# [WRITTEN TASK]
All entries are to be quoted exactly; the images stay out of the copy.

Location identification entries:
========

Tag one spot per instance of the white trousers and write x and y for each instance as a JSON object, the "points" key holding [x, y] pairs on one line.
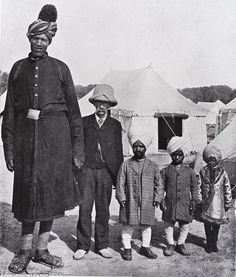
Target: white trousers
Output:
{"points": [[127, 232], [169, 232]]}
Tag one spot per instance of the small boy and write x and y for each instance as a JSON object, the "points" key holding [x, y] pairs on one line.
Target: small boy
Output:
{"points": [[181, 194], [139, 190]]}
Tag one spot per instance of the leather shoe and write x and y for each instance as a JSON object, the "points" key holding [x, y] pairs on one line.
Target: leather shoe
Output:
{"points": [[79, 254], [214, 248], [169, 250], [127, 255], [208, 248], [105, 253], [182, 250], [147, 252]]}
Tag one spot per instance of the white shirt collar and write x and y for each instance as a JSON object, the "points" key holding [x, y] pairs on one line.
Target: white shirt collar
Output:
{"points": [[97, 118]]}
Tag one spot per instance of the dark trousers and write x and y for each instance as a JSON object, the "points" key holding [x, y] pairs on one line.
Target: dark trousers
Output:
{"points": [[98, 189], [211, 231]]}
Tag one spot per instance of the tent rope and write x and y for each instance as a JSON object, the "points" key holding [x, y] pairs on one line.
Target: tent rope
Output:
{"points": [[168, 125]]}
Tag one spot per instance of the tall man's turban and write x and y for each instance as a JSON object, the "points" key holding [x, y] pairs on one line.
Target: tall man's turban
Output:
{"points": [[45, 24]]}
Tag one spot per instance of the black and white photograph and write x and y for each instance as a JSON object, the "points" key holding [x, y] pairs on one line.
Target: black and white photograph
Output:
{"points": [[118, 138]]}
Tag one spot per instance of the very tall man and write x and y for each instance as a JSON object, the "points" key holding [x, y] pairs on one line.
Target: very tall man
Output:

========

# [RESPONSE TO THE EXERCISE]
Tag one spot per instance of the white trousers and write x and y for each instance as a JSON object, the "points" key holding [x, y] pairs on one line.
Target: white trousers
Output:
{"points": [[127, 232], [169, 232]]}
Tag one spot per instance of the small boy and write x and y for each instance as a JSON object, the "points" key holding [x, y] pairs on one line.
Target: small boy
Output:
{"points": [[181, 194], [139, 190]]}
Tag one spot per instance of the leather shoe and write x and y for each instance as a JSON object, the "points" key holding [x, y] pairs on one line.
Target: leather shoe
Output:
{"points": [[79, 254], [214, 248], [169, 250], [127, 255], [208, 248], [105, 253], [182, 250], [147, 252]]}
Tag one spot per instance of the white shirt collar and write x and y for each instance as a JSON object, the "points" key holding [x, y] pairs on one line.
Target: white shirt collar
Output:
{"points": [[97, 118]]}
Tag one spot per instance of the dark trousers and write x and y for each instance as a JSON object, the "points" key holding [x, y] pairs on one line.
Target: dark trousers
Output:
{"points": [[98, 189], [211, 231]]}
Tag one spot per instance of the tent rope and write x and y for each instance as a JSON object, the "points" key holding [x, y] pairs on one line.
Target: tent rope
Output:
{"points": [[168, 125]]}
Tag one spot per instance of the tall man's turban and write x and y for each instance as a JSON object, the "points" key holding [x, y] pairs on one line.
Target: tall man's turban
Output:
{"points": [[45, 24]]}
Tag one spot per instance of the black and white photograph and write x and y for each instance as a JSON object, the "points" key holding [x, y] pairs on one line.
Target: black and white photograph
Output:
{"points": [[118, 138]]}
Tag one spot per instance of the very tall man and write x and y for each instance as a JSON object, the "points" key holding [x, y] pairs on one line.
Target: very tall man
Output:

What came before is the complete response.